Toplumun "güvenilir" insan diye nitelendirdiği insanlarda bulunan davranışlar nelerdir? Toplumun güvenini kazanmak için neler yapabiliriz?

Güvenilir insan modelini Peygamberimiz (asm) en güzel şekilde yaşamış ve ümmetine bu konuda da örnek olmuştur. 

“Mü’min”, Yüce Allah’ın varlığına ve birliğine inanan anlamına geldiği gibi, başkalarına güven veren ve güvenilen kişi anlamını da taşır. Öyle ise mümin, ahdine vefalı, anlaşmalarına sadık, sözü özü bir, dostluğuna güvenilen bir insandır. Yüce Rabbimiz, Mü’minûn Sûresi’nin ilk âyetlerinde, kurtuluşa erecek müminlerin vasıflarını açıklarken 8. âyette meâlen şöyle buyurmaktadır:

“Yine onlar (o müminler) ki, emanetlerine ve ahitlerine riayet ederler.”1.

Bir mümin, sevdiğini sırf Allah için sever ve ondan maddî bir beklenti içinde olmaz. Sır saklar, emanete hıyanet etmez. Güvenilirlik aynı zamanda peygamberlerin sıfatıdır. Yüce Allah, peygamberlerini güvenilir kişilerden seçmiş, onlar gönderdikleri toplumlar tarafından da emîn kişiler olarak tanınmışlardır. Nitekim Mekkeliler, Peygamberimize (asm), daha peygamber olmadan önce, “el-Emîn” sıfatını vermişlerdi.

Hedefler —
A) Güvenilir insan konulu metinde "Öyle ise mümin" diye başlayan cümlede müminin sahip olduğu belirtilen nitelikleri sıralayınız.
B) Güvenilir insan konulu metni, son cümlesinin ardından sürdürünüz.

[Konum belirleme kayıtları]
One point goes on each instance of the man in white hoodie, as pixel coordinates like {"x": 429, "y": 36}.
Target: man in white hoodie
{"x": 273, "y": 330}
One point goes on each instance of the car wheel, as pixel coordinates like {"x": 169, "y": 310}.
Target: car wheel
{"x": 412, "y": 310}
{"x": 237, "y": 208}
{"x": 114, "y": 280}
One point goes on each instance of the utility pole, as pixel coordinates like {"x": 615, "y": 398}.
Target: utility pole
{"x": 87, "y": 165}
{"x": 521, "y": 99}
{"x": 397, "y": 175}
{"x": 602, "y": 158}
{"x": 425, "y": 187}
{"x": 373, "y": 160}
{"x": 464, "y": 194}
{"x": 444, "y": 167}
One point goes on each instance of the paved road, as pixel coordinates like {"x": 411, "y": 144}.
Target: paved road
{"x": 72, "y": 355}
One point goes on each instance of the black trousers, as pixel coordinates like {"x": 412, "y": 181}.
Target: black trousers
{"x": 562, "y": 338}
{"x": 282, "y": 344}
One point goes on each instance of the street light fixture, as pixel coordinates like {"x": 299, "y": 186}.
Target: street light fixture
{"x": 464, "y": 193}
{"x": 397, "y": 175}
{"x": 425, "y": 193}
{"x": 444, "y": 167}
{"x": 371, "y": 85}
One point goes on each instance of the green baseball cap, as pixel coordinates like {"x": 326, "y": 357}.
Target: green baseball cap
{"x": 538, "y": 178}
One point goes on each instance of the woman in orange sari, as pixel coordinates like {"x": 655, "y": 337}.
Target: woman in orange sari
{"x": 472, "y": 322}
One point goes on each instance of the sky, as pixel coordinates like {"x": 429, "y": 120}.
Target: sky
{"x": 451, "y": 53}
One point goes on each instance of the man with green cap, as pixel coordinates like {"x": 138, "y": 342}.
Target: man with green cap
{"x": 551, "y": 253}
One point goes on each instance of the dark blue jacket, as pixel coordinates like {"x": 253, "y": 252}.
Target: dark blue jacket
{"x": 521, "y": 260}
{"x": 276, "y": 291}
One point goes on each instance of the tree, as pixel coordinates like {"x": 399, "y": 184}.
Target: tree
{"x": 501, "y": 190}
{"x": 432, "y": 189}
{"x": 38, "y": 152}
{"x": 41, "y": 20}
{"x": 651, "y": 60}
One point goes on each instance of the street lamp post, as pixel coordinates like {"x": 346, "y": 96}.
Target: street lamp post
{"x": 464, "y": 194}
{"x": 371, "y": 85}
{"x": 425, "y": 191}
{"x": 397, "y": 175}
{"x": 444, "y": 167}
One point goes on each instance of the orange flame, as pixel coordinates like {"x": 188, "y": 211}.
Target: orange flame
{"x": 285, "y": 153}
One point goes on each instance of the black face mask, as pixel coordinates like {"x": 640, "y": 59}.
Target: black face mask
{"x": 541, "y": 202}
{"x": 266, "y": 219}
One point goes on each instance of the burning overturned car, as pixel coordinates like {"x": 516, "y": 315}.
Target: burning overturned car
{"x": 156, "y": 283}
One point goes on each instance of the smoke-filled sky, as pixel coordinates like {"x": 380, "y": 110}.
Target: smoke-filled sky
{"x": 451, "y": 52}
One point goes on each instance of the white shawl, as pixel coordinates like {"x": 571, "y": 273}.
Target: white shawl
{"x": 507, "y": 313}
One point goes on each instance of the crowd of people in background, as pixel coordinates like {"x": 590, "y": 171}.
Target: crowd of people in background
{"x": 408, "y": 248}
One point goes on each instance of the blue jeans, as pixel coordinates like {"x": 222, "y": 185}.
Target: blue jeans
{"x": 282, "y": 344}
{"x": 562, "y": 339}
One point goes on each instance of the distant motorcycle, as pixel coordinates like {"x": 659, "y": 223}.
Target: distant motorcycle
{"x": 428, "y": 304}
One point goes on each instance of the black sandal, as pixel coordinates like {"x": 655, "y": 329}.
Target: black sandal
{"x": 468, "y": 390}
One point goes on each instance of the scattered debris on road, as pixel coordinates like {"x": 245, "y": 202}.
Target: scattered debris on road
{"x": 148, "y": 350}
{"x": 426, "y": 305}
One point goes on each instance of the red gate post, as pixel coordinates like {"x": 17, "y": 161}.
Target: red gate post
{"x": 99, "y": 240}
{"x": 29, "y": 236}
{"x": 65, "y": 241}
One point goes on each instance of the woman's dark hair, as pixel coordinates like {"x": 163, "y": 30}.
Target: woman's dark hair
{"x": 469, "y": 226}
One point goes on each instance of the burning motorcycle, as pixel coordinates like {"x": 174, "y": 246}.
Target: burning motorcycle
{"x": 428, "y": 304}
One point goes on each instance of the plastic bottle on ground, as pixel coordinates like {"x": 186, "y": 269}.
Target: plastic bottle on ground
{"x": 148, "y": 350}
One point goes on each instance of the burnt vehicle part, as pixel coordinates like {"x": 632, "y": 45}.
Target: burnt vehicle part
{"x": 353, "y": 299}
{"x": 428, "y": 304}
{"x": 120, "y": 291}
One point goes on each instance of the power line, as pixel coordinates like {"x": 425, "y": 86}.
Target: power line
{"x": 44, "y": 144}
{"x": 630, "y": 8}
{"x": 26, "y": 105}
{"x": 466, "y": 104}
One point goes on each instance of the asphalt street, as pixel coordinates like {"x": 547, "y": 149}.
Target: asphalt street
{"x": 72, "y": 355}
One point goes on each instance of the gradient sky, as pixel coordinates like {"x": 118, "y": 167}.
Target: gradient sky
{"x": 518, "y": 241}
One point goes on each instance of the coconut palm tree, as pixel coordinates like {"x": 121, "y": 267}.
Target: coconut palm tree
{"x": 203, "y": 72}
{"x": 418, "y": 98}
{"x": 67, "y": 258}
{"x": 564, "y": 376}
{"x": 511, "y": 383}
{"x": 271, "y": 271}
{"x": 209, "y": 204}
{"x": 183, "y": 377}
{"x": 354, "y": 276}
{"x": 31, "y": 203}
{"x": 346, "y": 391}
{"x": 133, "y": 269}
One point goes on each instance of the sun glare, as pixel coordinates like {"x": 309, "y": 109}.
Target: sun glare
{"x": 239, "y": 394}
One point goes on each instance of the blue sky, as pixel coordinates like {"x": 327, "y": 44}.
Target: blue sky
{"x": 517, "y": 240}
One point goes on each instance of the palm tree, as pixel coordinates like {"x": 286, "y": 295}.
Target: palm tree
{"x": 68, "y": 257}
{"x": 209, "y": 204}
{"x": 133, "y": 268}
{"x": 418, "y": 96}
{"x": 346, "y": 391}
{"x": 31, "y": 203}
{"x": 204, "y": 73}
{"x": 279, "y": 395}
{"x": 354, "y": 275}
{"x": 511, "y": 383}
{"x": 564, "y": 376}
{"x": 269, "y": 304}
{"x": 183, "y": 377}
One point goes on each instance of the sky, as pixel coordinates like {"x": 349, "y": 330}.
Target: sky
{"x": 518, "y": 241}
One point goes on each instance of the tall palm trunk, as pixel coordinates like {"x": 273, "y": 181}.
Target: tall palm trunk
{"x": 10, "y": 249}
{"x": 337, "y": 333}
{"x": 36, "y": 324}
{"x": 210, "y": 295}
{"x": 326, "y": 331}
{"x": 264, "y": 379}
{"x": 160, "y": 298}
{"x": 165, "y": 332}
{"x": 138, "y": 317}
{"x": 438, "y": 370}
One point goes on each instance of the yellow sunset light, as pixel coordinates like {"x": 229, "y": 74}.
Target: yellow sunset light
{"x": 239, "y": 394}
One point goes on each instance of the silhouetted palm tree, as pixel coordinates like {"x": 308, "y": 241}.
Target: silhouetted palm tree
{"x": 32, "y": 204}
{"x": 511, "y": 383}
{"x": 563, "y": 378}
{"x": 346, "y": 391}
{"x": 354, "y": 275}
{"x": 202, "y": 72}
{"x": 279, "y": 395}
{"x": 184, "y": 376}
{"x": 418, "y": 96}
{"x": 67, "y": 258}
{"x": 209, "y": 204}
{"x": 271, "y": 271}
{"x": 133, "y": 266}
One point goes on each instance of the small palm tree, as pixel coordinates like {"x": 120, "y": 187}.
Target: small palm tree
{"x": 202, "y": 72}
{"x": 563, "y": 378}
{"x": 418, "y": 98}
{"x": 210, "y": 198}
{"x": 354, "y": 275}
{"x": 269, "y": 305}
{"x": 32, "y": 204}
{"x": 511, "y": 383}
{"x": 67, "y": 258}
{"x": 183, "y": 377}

Cevap Listesi —
A)
- Ahdine vefalı
- Anlaşmalarına sadık
- Sözü özü bir
- Dostluğuna güvenilen

B)
Müslüman, verdiği sözden, üzerindeki emanetlerden Allah katında sorumlu tutulacaktır. Yüce Allah, bu konuda şöyle buyurmaktadır:

“Verdiğiniz sözü yerine getirin. Çünkü verilen söz, sorumluluğu gerektirir.”2

Özellikle Allah’ın adını anarak verilen sözlerin, yapılan adakların ve yeminlerin yerine getirilmesini emretmekte ve sözünde duranlara sevap vereceğini bildirmektedir. Sözünde durmayanları ise, Nahl Suresi’nin 92. âyetinde kınamakta ve onları, "ipliğini iyice eğirip katladıktan sonra söküp bozan kadının durumuna" benzetmektedir.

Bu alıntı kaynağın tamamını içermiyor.